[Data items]

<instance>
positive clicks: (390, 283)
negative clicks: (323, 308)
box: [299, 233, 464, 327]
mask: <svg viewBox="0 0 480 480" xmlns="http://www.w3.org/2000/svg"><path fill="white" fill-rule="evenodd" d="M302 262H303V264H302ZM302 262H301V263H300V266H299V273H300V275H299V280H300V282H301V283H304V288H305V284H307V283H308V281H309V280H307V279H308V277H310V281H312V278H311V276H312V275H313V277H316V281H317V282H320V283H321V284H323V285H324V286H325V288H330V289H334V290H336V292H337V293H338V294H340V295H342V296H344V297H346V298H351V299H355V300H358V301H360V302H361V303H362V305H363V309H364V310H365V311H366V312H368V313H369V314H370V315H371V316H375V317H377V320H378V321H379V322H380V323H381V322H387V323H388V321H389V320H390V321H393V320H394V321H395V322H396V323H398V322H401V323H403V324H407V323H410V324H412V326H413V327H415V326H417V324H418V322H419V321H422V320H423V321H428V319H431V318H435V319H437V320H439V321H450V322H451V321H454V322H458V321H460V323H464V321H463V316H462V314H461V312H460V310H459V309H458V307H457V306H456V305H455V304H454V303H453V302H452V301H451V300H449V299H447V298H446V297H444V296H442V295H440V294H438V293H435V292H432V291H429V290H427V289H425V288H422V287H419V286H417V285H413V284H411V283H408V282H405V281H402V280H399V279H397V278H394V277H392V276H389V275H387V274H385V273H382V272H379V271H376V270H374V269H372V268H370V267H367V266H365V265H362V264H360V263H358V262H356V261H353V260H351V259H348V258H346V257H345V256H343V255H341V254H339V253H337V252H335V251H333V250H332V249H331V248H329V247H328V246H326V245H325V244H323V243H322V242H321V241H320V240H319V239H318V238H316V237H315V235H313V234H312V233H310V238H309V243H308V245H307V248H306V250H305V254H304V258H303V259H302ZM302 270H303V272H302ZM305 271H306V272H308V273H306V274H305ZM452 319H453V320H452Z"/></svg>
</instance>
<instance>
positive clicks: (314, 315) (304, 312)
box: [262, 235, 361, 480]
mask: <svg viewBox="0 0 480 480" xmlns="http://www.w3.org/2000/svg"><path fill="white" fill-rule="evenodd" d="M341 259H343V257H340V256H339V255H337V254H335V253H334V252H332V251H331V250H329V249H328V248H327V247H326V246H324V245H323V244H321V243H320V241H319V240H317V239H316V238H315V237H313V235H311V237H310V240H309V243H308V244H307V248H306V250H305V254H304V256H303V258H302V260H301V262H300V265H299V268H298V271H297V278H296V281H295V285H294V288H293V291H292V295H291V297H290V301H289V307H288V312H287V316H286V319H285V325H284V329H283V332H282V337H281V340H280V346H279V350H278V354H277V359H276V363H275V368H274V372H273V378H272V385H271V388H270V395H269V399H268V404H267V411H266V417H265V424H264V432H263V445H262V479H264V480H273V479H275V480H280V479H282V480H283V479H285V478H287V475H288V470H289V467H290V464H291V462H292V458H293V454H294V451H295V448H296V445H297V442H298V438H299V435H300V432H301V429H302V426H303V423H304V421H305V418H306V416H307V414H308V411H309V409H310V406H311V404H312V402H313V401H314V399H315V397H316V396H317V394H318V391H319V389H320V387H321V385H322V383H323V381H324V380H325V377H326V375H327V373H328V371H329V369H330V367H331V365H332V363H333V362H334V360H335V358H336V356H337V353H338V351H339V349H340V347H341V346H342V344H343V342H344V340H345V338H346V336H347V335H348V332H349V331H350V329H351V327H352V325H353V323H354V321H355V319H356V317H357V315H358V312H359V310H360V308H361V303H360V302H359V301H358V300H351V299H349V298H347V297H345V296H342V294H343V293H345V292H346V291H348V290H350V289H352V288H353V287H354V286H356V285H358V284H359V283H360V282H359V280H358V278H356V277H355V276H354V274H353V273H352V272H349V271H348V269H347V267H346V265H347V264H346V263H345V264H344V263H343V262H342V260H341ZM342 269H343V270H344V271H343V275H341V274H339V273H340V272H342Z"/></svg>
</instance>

» PROBLEM REQUIREMENTS
Using the data above, return each line that includes the word "clicks".

» SOLUTION
positive clicks: (390, 283)
negative clicks: (323, 308)
positive clicks: (314, 315) (304, 312)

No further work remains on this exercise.